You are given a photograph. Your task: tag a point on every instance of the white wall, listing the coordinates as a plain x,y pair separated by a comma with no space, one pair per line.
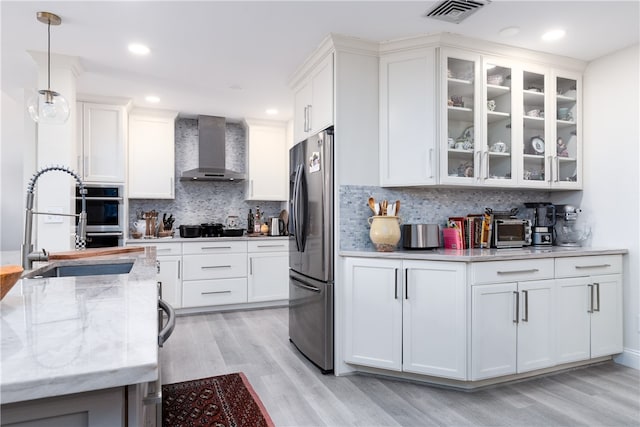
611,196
* * *
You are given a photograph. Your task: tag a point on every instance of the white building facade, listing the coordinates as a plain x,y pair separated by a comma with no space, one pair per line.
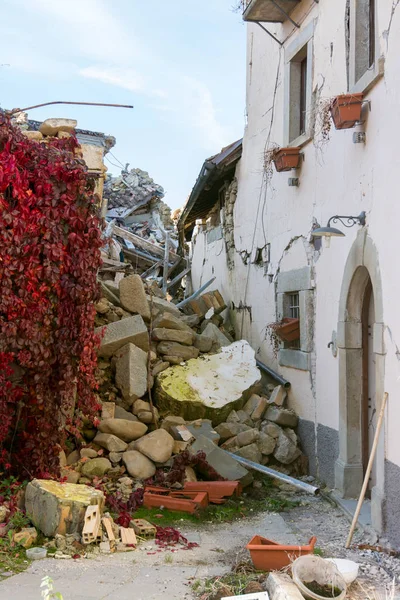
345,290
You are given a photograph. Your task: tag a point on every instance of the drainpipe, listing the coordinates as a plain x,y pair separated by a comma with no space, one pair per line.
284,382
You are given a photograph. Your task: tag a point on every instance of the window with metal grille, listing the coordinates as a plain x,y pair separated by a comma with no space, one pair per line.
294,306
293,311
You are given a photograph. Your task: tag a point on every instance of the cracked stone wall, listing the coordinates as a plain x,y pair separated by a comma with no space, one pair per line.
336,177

- [Written instruction]: Find each line in the data above that contains the string "grille" and reproduce those lines in full.

- [Solution]:
You are given a photograph. Your task: tag a point on every instance of the window with metal grille, listing the coordinates as a plain x,y pair separated by a comma with no space, one pair per line.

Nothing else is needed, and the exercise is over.